(Records to process)
※ ※ ※
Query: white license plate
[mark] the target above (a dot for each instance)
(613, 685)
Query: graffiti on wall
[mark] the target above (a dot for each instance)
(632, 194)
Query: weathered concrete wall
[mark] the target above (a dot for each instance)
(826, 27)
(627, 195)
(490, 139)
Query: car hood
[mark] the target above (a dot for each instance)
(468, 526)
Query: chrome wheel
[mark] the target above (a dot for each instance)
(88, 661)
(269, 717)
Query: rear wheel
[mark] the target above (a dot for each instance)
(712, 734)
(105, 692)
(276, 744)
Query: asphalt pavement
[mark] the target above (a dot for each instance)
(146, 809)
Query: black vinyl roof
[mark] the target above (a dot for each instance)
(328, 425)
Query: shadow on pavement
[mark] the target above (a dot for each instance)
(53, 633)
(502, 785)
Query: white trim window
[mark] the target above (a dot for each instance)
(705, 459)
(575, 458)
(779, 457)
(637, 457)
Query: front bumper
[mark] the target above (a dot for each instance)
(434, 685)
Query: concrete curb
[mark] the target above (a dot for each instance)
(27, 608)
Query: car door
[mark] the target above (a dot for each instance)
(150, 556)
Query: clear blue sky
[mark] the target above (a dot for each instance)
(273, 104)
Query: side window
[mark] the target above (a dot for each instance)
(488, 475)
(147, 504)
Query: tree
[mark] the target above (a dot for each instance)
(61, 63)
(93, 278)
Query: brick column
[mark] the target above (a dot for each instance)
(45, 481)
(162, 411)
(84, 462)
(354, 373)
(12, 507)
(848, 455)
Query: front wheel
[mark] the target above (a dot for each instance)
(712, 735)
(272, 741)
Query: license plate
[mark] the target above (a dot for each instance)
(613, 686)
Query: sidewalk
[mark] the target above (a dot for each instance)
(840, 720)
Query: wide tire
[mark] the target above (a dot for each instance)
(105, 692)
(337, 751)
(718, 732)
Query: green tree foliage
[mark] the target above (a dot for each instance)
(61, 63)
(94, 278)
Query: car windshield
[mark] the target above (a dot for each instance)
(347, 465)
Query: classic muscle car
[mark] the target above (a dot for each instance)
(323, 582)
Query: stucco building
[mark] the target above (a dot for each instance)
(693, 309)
※ ※ ※
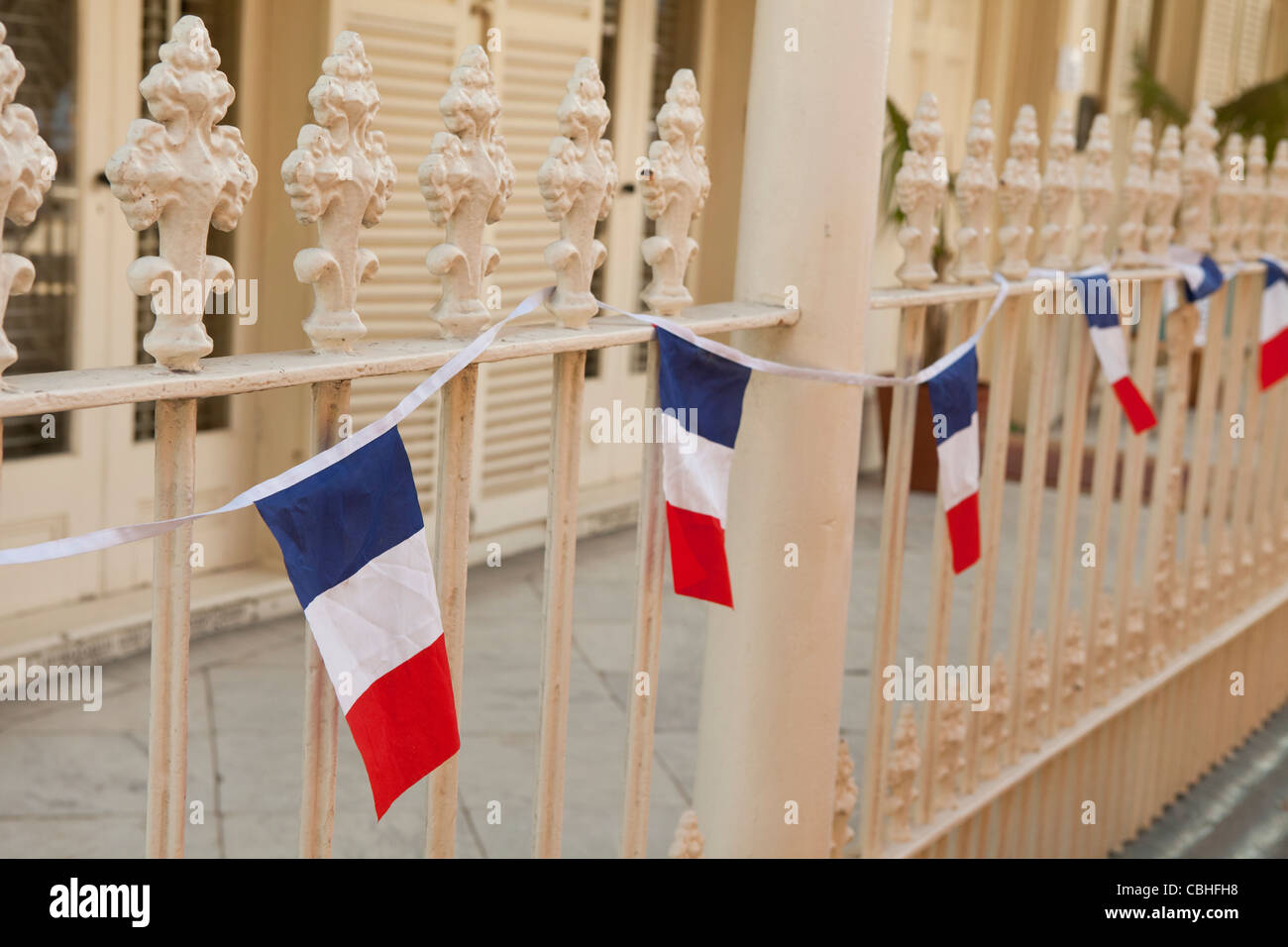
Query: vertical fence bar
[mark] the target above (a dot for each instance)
※ ※ ※
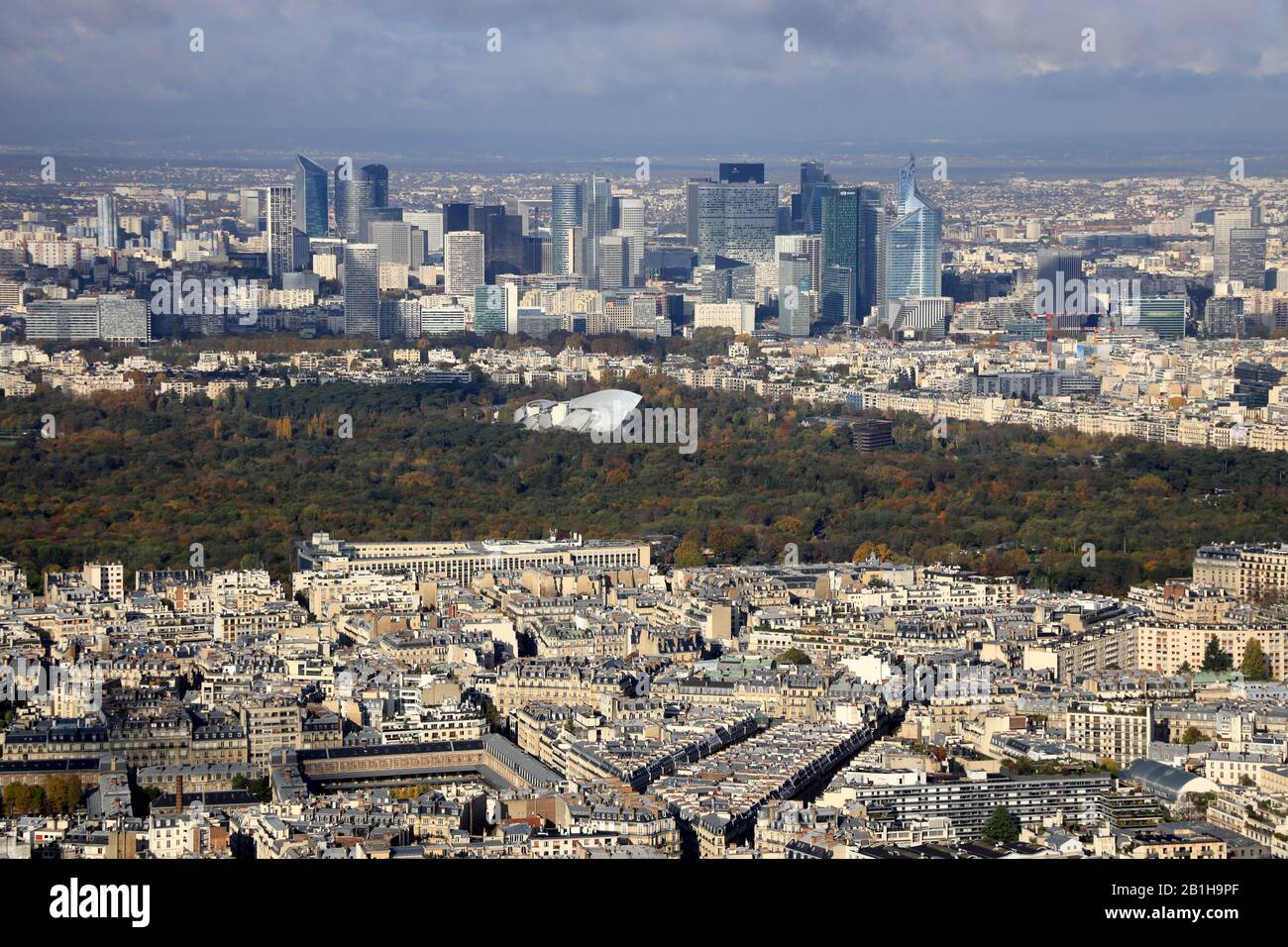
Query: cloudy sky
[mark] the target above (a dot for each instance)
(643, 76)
※ ※ ※
(What the task asks)
Identify each line in the records that contains the word "wheel", and copy every one of those lines in full.

(Written answer)
Query: chrome wheel
Query: rear wheel
Query: front wheel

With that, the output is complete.